(Provided text)

* Start *

Dame N'Doye (born 21 February 1985) is a Senegalese former professional footballer who played as a forward.

He spent the better part of his career with Copenhagen, serving two spells at the club and becoming its all-time topscorer in 2018. He also represented teams in Qatar, Portugal, Greece, Russia, England and Turkey.

N'Doye won his first cap for Senegal in 2010, and played for the country in two Africa Cup of Nations tournaments.

Club career

Early years
Born in Thiès, N'Doye began his career with ASC Jeanne d'Arc. In 2006, he signed for Al Sadd SC in the Qatar Stars League.

N'Doye arrived in Europe in the summer of 2006, joining Académica de Coimbra. From 2007 to 2009 he competed in the Super League Greece, with Panathinaikos F.C. and OFI Crete FC.

Copenhagen
On 12 January 2009, N'Doye moved to Danish Superliga club F.C. Copenhagen. He scored his first goal on 7 March 2009, helping to a 3–0 away win over Randers FC, and finished his first full season with 14 goals, as the club renewed its domestic supremacy.

On 4 August 2010, N'Doye netted the 3–2 winner (also the aggregate score) in the 59th minute of the playoff round of the UEFA Champions League against FC BATE Borisov. In the group stage, he helped his team become the first ever in the country to reach the knockout stages with goals against FC Rubin Kazan (1–0, home) and Panathinaikos (2–0 in Athens).

* End *

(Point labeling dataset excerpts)
* Start *

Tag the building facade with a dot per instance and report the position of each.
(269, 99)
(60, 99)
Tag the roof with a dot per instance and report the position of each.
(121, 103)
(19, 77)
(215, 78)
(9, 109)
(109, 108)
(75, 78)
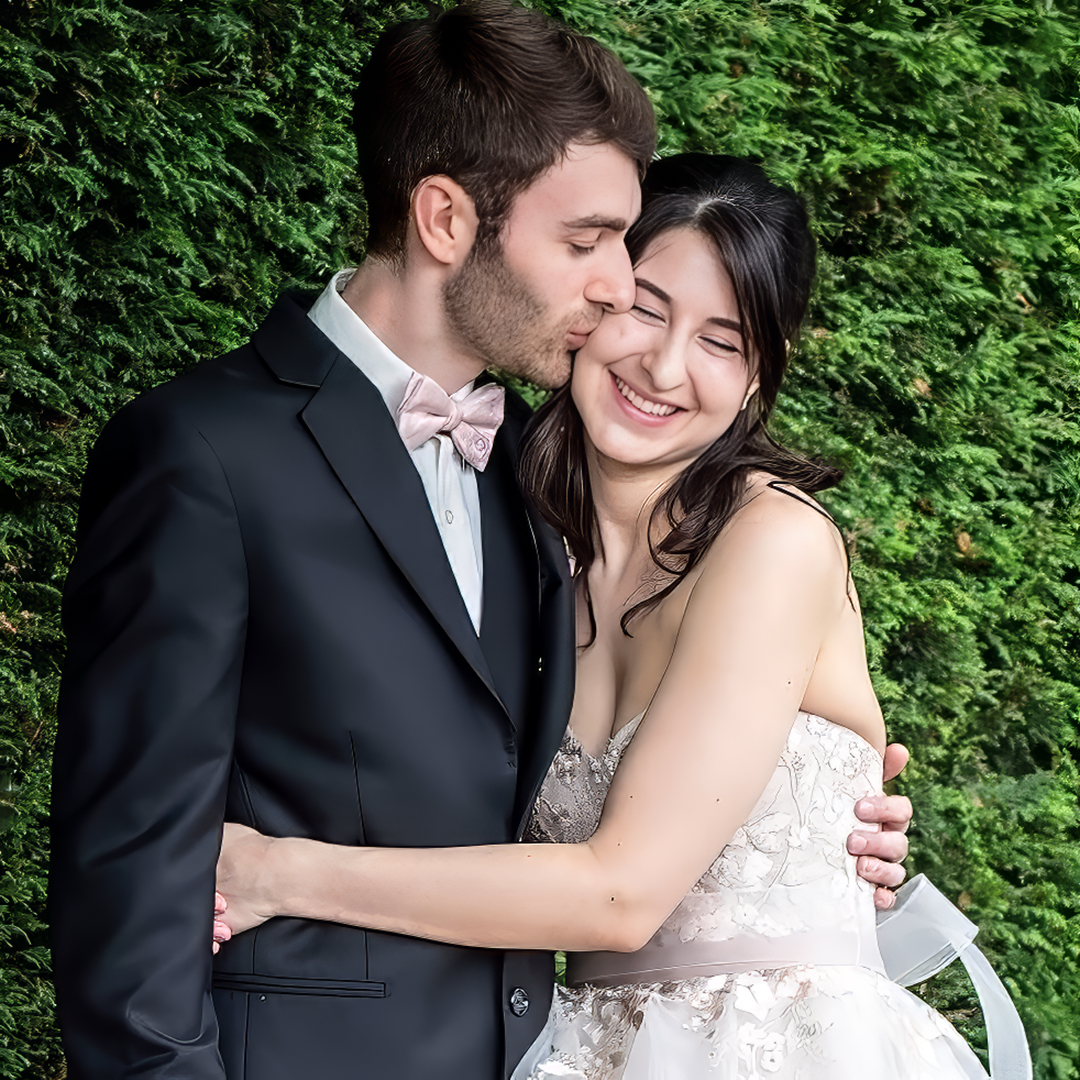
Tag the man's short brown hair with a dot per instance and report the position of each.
(489, 94)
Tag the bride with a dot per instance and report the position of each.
(688, 845)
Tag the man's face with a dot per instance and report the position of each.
(526, 306)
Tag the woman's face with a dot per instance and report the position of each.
(661, 382)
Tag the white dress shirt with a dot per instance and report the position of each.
(448, 481)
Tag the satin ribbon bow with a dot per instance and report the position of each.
(427, 409)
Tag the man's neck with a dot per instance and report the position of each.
(404, 309)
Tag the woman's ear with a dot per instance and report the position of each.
(445, 219)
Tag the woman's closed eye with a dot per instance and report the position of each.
(723, 346)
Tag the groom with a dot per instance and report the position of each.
(309, 597)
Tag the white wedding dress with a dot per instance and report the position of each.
(769, 969)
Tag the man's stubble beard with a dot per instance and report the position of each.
(497, 316)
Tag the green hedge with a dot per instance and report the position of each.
(166, 167)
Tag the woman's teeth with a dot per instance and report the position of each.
(653, 408)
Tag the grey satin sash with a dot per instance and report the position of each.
(666, 958)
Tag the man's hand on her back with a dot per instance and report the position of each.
(880, 853)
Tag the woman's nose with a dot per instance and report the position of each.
(664, 366)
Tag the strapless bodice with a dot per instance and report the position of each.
(783, 891)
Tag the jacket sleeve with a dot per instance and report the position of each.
(154, 612)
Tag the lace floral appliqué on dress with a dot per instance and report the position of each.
(768, 969)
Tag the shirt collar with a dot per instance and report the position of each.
(352, 336)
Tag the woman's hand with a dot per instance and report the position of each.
(244, 880)
(221, 931)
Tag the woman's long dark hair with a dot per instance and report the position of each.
(763, 239)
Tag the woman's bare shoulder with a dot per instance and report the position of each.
(787, 513)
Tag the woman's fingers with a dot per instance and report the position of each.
(888, 847)
(883, 899)
(892, 812)
(881, 874)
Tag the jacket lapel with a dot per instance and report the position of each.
(553, 645)
(349, 420)
(558, 659)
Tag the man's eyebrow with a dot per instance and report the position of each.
(729, 324)
(597, 221)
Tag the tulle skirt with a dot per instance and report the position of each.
(804, 1023)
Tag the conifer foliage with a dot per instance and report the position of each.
(165, 169)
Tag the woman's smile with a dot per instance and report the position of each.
(661, 382)
(640, 407)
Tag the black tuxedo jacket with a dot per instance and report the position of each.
(262, 626)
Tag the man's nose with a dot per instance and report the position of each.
(612, 284)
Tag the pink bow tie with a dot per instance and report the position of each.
(428, 409)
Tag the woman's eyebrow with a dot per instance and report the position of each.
(728, 324)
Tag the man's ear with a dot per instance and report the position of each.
(445, 219)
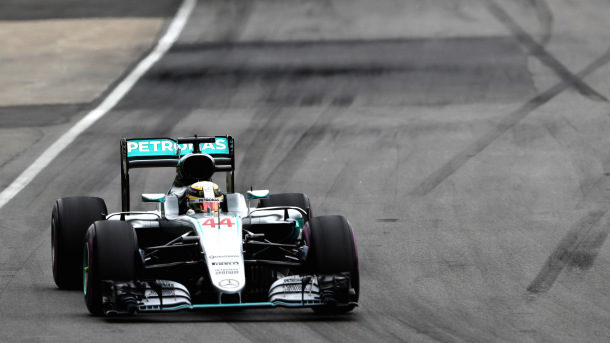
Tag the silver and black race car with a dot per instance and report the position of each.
(276, 254)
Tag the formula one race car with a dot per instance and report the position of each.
(201, 248)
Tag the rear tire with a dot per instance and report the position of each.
(300, 200)
(69, 222)
(332, 251)
(110, 253)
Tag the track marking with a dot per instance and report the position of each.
(541, 54)
(508, 122)
(113, 98)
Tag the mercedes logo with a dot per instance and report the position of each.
(228, 283)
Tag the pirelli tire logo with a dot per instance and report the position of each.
(226, 271)
(228, 283)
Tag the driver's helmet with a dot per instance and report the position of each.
(204, 196)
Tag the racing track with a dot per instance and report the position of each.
(466, 141)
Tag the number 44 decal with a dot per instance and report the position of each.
(212, 222)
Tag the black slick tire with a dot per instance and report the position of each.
(332, 250)
(110, 253)
(70, 219)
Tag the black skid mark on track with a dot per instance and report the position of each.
(508, 122)
(578, 248)
(542, 55)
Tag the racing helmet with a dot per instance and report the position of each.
(204, 196)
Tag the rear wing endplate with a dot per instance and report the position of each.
(166, 152)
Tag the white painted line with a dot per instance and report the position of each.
(109, 102)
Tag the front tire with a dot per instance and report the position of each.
(333, 256)
(69, 222)
(110, 253)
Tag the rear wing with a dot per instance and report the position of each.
(166, 152)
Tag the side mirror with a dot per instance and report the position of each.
(257, 194)
(153, 197)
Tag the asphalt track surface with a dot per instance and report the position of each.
(466, 141)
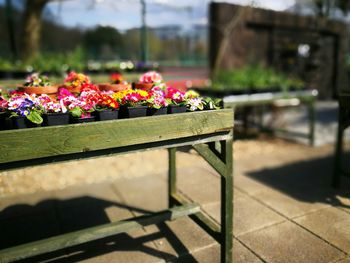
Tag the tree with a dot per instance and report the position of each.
(30, 37)
(103, 42)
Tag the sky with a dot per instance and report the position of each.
(125, 14)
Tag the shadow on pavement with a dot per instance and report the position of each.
(308, 181)
(22, 223)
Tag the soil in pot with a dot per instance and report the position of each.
(53, 119)
(105, 115)
(133, 112)
(153, 111)
(172, 109)
(113, 87)
(21, 122)
(143, 86)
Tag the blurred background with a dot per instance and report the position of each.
(236, 44)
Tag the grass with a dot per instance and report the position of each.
(9, 84)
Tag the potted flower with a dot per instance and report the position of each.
(79, 108)
(176, 99)
(106, 108)
(157, 104)
(55, 113)
(134, 103)
(117, 83)
(193, 101)
(75, 81)
(38, 84)
(148, 80)
(25, 111)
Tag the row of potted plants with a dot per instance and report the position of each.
(78, 100)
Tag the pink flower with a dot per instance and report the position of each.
(63, 92)
(151, 77)
(175, 95)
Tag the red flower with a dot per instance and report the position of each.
(63, 92)
(107, 101)
(116, 78)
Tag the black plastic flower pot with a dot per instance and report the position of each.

* End *

(Tasks to perform)
A - Reproduce the N'Doye biography, beginning at the words "Early years" and stopping after "OFI Crete FC.", and switch "Académica de Coimbra" to "Sporting CP".
B - Answer these questions from the N'Doye biography:
(i) On what date was N'Doye born?
(ii) Which club did he join when he arrived in Europe in the summer of 2006?
(iii) Against which club did he score his first goal for Copenhagen?
None of this data is needed.

(Responses to the exercise)
A -
Early years
Born in Thiès, N'Doye began his career with ASC Jeanne d'Arc. In 2006, he signed for Al Sadd SC in the Qatar Stars League.

N'Doye arrived in Europe in the summer of 2006, joining Sporting CP. From 2007 to 2009 he competed in the Super League Greece, with Panathinaikos F.C. and OFI Crete FC.

B -
(i) 21 February 1985
(ii) Académica de Coimbra
(iii) Randers FC